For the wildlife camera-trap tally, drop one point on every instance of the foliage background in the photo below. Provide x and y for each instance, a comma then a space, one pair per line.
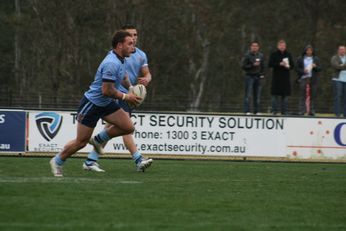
50, 50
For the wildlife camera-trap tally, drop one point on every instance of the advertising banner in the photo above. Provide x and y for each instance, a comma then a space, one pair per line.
203, 134
12, 131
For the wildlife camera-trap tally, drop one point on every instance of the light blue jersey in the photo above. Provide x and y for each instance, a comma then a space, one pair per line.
134, 64
112, 69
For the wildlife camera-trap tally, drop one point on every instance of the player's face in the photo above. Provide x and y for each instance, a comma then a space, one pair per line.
254, 47
309, 51
134, 35
127, 46
282, 46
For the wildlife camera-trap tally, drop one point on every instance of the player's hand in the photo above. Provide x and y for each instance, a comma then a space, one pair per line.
143, 80
132, 99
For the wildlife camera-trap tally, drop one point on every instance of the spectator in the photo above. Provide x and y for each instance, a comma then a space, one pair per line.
281, 61
253, 65
308, 68
338, 62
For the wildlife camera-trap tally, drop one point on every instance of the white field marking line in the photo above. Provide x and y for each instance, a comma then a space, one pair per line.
64, 180
61, 225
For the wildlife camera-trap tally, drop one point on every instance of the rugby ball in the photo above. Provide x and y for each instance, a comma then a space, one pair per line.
140, 91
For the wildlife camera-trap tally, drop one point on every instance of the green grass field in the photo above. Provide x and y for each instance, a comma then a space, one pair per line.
172, 195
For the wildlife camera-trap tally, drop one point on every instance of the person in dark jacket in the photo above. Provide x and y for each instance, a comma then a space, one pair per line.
307, 68
282, 62
253, 65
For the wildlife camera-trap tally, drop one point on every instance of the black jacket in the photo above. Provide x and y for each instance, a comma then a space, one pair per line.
281, 84
248, 61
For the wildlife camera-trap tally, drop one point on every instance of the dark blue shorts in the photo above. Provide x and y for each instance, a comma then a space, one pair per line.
88, 113
125, 106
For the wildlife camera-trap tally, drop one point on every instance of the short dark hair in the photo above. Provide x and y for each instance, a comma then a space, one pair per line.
128, 26
119, 37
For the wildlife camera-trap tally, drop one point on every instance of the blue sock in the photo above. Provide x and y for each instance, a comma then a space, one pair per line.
137, 157
102, 137
92, 157
58, 160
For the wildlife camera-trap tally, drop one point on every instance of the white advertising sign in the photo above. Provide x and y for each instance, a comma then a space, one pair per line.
202, 134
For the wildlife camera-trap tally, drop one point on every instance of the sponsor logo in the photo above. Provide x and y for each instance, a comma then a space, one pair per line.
2, 118
48, 124
338, 134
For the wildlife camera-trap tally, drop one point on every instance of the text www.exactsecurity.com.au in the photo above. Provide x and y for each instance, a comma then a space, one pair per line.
185, 148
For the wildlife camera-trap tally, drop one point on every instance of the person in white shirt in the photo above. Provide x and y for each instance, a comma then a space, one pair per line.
308, 68
338, 62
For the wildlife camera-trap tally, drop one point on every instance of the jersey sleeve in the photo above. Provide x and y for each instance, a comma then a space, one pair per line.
144, 60
109, 72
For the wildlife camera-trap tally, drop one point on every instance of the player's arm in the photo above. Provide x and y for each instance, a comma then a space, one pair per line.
109, 90
145, 78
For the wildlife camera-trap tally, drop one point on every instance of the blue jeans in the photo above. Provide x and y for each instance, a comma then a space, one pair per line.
252, 90
339, 98
284, 104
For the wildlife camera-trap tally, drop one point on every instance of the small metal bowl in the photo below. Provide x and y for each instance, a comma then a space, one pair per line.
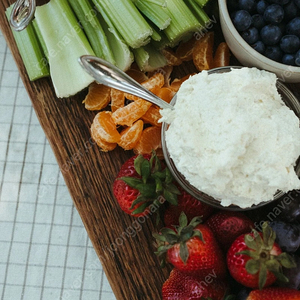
289, 99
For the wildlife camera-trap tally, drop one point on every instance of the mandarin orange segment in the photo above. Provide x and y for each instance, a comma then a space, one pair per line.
106, 128
165, 93
130, 113
105, 146
152, 116
203, 52
131, 135
137, 75
185, 49
171, 57
150, 140
222, 56
98, 97
117, 99
155, 82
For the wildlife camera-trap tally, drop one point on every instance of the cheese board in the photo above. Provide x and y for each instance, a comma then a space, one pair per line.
123, 244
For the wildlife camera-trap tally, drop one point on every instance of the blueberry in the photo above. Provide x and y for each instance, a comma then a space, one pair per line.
274, 53
259, 46
274, 14
241, 20
270, 34
287, 235
258, 21
250, 35
290, 11
281, 2
289, 43
297, 58
293, 27
248, 5
288, 59
261, 6
297, 2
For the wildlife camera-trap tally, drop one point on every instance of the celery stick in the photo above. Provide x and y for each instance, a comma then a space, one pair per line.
65, 42
30, 50
155, 11
127, 20
198, 11
183, 21
148, 58
92, 28
122, 53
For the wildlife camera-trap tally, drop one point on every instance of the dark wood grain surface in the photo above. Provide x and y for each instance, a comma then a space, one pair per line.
123, 244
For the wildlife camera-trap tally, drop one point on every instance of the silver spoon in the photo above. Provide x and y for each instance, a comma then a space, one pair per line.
108, 74
22, 13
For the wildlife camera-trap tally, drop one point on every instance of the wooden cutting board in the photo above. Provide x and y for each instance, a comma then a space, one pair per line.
123, 244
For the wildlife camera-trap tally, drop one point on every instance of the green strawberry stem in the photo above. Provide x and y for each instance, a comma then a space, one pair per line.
262, 260
154, 182
168, 237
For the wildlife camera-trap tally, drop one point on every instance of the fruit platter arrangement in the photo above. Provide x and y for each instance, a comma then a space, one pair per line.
153, 238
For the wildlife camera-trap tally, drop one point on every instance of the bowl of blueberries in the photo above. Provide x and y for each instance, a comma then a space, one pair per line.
264, 34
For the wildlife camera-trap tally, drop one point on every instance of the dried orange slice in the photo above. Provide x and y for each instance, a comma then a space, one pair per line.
117, 99
130, 113
105, 127
165, 93
203, 52
98, 97
137, 75
222, 56
185, 49
150, 140
131, 135
171, 57
105, 146
152, 116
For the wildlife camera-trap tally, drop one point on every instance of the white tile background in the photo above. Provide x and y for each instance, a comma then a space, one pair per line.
45, 253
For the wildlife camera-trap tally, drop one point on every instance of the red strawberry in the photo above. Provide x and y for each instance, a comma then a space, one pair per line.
181, 286
191, 206
142, 181
228, 225
255, 260
191, 248
274, 293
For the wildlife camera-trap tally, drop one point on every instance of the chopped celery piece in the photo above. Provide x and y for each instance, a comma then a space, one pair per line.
148, 58
30, 51
198, 11
127, 20
40, 37
122, 53
155, 11
183, 21
87, 16
65, 42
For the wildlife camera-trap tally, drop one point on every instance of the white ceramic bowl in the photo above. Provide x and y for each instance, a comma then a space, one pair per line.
249, 57
289, 99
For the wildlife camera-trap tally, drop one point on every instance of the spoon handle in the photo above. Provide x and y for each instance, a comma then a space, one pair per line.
108, 74
22, 13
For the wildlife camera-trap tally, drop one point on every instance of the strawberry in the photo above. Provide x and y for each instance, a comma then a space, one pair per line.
186, 287
274, 293
228, 225
191, 206
255, 260
141, 182
191, 248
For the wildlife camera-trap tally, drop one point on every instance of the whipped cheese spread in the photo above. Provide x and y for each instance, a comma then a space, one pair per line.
232, 136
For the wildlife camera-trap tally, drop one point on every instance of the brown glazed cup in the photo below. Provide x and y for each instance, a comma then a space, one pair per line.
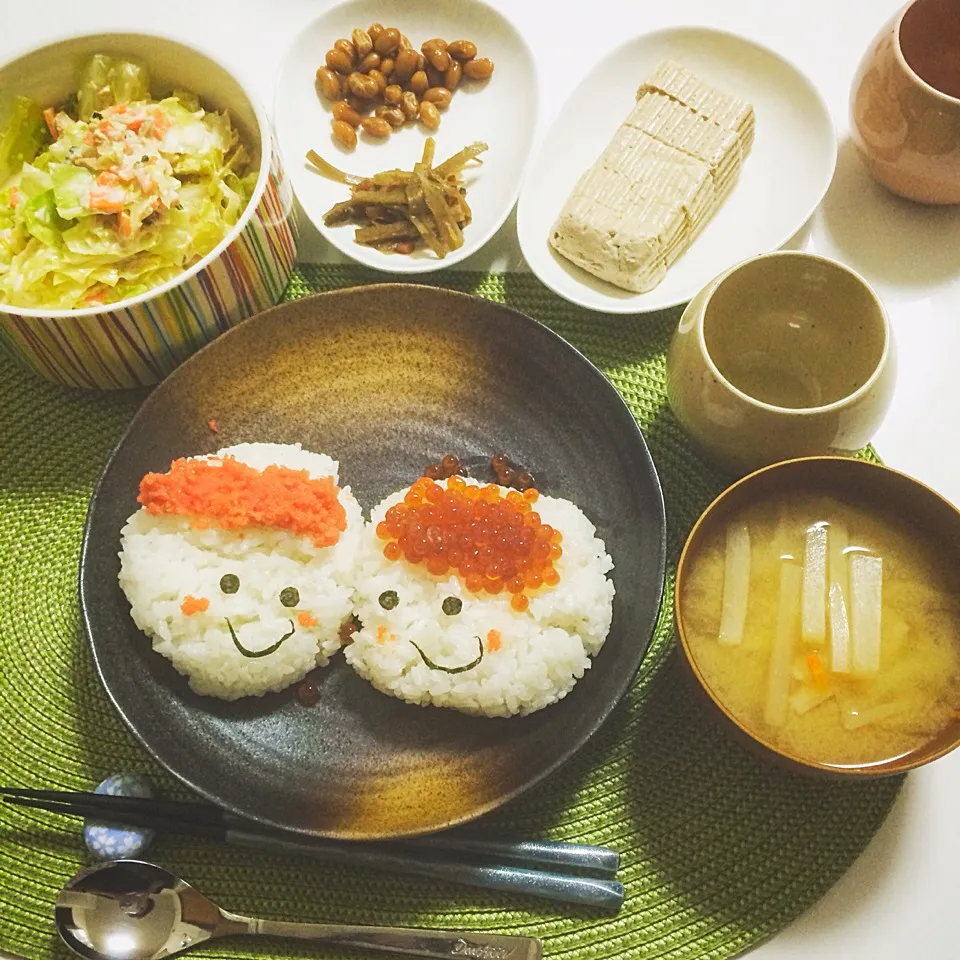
905, 103
785, 355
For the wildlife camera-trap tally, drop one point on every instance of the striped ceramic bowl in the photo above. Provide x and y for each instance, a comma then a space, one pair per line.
136, 342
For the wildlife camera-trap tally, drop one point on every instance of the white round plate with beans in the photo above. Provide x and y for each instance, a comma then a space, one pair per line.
498, 108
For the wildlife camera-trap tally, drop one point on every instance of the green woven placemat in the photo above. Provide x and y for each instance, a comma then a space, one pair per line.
719, 849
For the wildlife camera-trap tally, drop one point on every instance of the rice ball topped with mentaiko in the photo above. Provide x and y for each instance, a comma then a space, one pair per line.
240, 566
475, 597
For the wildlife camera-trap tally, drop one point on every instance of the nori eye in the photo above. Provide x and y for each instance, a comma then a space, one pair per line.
451, 606
389, 599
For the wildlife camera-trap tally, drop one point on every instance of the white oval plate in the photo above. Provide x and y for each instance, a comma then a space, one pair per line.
502, 112
782, 182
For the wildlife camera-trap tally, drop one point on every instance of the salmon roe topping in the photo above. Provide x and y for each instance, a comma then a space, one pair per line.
493, 542
229, 494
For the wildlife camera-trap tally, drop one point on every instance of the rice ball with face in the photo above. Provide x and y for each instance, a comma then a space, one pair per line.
479, 598
240, 566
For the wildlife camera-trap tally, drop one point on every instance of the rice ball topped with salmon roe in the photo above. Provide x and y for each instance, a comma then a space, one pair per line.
240, 566
479, 598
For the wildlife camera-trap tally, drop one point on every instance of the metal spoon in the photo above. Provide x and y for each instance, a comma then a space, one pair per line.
130, 910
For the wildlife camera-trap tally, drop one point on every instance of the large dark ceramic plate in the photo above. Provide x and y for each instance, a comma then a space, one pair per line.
386, 379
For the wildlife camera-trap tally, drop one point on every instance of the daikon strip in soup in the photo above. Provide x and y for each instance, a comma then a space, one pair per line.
850, 645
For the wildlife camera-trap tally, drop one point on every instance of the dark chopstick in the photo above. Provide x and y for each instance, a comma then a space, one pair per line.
540, 854
167, 815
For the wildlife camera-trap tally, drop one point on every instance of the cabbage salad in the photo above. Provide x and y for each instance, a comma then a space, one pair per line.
113, 193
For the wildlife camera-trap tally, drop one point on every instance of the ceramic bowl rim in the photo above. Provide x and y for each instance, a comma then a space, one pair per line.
876, 769
898, 53
267, 151
845, 401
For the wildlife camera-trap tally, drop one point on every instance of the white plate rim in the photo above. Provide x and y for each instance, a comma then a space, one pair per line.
634, 305
400, 265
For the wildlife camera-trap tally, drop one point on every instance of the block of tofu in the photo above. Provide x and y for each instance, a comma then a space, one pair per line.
656, 185
676, 81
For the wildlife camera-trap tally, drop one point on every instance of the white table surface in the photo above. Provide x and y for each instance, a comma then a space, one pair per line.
899, 900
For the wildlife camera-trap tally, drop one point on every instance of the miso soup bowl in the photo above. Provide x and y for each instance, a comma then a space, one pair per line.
860, 482
138, 341
785, 355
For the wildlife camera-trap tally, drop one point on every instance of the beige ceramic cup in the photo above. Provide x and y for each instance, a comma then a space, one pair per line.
905, 103
785, 355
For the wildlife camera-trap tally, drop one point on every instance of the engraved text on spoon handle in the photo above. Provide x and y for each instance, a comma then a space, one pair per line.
441, 944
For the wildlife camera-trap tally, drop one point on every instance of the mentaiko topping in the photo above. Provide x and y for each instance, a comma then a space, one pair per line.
491, 541
230, 495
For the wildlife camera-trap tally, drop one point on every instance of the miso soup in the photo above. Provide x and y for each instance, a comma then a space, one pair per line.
828, 630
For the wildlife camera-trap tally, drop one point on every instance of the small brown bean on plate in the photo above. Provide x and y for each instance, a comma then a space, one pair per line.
393, 115
462, 50
362, 41
388, 41
337, 60
429, 115
376, 126
410, 105
346, 48
329, 83
345, 134
479, 69
343, 111
370, 62
451, 79
419, 83
405, 65
440, 96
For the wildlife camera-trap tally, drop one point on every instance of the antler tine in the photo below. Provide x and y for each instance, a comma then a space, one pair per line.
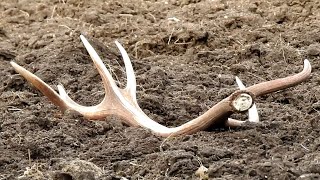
108, 82
42, 86
131, 78
282, 83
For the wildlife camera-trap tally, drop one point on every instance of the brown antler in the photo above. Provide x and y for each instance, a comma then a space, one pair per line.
123, 103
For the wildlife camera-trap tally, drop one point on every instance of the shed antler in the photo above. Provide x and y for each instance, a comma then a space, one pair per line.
123, 102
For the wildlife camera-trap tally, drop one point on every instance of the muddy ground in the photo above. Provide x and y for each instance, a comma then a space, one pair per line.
185, 54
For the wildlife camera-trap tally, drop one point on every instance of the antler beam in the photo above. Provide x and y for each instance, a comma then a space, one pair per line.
123, 102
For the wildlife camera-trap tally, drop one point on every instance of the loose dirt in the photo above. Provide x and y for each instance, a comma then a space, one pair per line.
185, 54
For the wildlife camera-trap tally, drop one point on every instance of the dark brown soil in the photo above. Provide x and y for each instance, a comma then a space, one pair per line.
186, 54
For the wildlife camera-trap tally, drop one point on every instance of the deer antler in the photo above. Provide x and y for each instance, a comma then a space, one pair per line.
123, 102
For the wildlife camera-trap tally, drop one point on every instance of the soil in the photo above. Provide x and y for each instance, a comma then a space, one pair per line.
185, 54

+++

WORK TO BE COMPLETED |
Everything from the line with "of the muddy" through the last line of the material above should be echoed exactly, and nothing else.

ANSWER TO THIS PROBLEM |
For the wildlife camera-trap tally, drop one point on every instance of the muddy ground in the photo above. Provide x and y for each instance, a comma then a space, one pair per line.
185, 54
For the wildlife camera-trap tally, drop one point on every instance of the antler beam in the photo above. Provide x and y for each instance, a comma then a space, one pair per line.
123, 102
For the wildlife camera-trap tally, drop one point on every instance of the loose dirt in the photo above. Provide x and y for each instance, a comma then a space, one pair per line.
185, 54
For the wildlife camera-trap tally, drop one point on every instance of the dark brown soil in the photo above. Provide x and y for each instance, a comma then a space, one pair per line.
186, 54
For the wildlife camera-trap tally, drop one point on every instance of the deer antler in the photo above. Provide x and y for each instance, a comma then a space, one pair per line.
123, 102
For the wildlife camera-trap tally, drop one point on every instance of the soil in the photo above. Provide x and y for each instance, a comma then a space, one pair per line.
185, 54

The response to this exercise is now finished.